Text section »
++++++++++

The first four provinces to fulfill their targets in the 2000/01 season reportedly averaged costs of between 318 pesos and 330 pesos per metric ton of sugar (14.4–15.0 centavos/pound). These figures were believed to represent mill costs that valued sugarcane at the price paid by the factories to the growers, which in many cases did not cover the farm costs of production, and imported inputs at the official accounting exchange rate of one peso to the dollar (Hagelberg, 2001, p. 329).
A sweeping structural reform of Cuba’s sugar industry, announced in June 2002, signaled the end of an era. The sugarcane area was to be drastically reduced—by exactly how much it is impossible to say from the conflicting data (Hagelberg, 2004, p. 125). The average sugarcane yield on the retained area was to be quickly restored to 54 metric tons per hectare and the industrial yield to 12 percent, so as to be able to produce up to 4 million metric tons of sugar a year when export revenues exceeded costs. Of the 156 existing sugar mills, only 104 had worked in the 2001/02 season (Opciones, June 27, 2002), but 71 were now to be permanently closed.

++++++++++

Data excerpts »
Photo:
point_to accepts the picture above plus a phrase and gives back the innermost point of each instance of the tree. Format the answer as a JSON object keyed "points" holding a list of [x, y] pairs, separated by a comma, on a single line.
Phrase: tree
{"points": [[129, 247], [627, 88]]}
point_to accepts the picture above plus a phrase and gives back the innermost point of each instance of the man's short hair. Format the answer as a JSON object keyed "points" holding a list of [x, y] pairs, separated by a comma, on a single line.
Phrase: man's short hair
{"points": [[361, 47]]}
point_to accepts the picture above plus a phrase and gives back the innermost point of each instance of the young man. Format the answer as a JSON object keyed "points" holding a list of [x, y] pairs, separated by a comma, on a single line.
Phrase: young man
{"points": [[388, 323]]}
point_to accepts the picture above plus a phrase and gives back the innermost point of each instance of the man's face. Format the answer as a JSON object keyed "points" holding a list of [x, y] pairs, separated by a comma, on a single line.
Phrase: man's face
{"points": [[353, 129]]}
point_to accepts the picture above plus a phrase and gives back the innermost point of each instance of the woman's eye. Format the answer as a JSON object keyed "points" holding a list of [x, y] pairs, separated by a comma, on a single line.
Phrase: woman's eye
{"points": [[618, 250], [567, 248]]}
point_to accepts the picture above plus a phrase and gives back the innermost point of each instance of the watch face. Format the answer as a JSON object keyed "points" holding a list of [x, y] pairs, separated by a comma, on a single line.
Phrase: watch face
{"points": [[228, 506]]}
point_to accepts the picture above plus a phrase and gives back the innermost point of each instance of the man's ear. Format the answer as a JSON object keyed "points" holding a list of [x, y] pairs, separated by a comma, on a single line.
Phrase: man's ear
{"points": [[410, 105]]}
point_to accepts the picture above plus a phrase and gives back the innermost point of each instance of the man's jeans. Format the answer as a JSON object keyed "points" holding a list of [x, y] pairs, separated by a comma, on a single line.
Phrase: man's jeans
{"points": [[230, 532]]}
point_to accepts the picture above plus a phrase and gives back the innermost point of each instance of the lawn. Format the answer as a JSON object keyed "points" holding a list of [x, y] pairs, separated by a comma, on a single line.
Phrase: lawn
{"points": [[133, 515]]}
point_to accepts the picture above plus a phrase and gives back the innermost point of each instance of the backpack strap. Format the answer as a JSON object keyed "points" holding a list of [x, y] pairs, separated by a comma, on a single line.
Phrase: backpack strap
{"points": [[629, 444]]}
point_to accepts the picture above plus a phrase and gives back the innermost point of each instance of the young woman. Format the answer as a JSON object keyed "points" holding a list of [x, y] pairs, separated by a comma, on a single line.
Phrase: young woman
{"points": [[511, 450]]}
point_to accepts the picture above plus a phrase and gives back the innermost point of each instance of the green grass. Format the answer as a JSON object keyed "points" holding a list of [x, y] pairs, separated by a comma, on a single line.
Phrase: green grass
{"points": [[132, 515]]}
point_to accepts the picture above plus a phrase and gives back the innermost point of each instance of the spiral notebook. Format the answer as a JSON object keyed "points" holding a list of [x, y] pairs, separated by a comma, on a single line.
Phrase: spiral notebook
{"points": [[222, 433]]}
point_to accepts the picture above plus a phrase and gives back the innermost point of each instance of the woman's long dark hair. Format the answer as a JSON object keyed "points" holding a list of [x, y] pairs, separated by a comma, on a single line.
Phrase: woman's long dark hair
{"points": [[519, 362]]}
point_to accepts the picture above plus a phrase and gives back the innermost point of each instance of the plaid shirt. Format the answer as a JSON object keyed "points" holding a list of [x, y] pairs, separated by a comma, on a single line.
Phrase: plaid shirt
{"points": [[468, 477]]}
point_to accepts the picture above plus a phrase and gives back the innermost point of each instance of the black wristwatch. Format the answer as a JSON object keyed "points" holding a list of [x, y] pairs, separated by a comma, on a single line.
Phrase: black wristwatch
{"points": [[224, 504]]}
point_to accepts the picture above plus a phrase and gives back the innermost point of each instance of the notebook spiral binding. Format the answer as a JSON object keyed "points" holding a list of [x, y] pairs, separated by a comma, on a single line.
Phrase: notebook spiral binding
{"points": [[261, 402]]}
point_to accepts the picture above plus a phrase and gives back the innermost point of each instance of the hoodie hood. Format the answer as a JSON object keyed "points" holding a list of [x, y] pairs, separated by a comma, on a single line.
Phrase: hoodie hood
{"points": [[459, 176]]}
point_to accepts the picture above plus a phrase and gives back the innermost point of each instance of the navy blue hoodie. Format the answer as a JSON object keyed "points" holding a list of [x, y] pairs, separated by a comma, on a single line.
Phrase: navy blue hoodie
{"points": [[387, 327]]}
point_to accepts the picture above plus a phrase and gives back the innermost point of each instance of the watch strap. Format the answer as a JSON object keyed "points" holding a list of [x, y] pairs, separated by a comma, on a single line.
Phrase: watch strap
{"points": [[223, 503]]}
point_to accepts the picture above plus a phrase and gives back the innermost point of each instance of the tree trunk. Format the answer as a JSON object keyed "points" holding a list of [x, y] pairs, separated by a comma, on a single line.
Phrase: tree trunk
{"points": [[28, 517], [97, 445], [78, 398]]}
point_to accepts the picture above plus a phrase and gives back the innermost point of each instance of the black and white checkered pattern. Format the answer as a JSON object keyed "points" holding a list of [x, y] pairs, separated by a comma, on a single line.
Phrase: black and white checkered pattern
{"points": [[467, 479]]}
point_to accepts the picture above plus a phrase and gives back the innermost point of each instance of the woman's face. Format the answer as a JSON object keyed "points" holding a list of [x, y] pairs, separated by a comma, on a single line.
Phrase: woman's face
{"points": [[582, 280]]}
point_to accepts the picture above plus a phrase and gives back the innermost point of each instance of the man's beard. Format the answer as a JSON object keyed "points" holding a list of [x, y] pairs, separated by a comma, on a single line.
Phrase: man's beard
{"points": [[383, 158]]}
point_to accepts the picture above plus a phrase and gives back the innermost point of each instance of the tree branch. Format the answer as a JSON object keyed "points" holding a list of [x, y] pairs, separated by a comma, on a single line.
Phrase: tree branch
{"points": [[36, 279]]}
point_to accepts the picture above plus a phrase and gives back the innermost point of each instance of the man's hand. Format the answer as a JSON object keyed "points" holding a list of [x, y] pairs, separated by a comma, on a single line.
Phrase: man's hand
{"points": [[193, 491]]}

++++++++++

Task list »
A – List every source citation given in the passage on Cuba's sugar industry.
B – Please rewrite everything in the listing from the line containing "the watch strap." down to the line containing "Phrase: watch strap", putting "watch band" wherever "watch strap" appears and keeping the rest the same.
The listing has no connection to the passage on Cuba's sugar industry.

Solutions to the tasks »
A –
- Hagelberg, 2001, p. 329
- Hagelberg, 2004, p. 125
- Opciones, June 27, 2002

B –
point_to accepts the picture above plus a phrase and gives back the innermost point of each instance of the watch band. Format the answer as a JSON object keyed "points" holding a list of [x, y] pairs, separated by a comma, on a single line.
Phrase: watch band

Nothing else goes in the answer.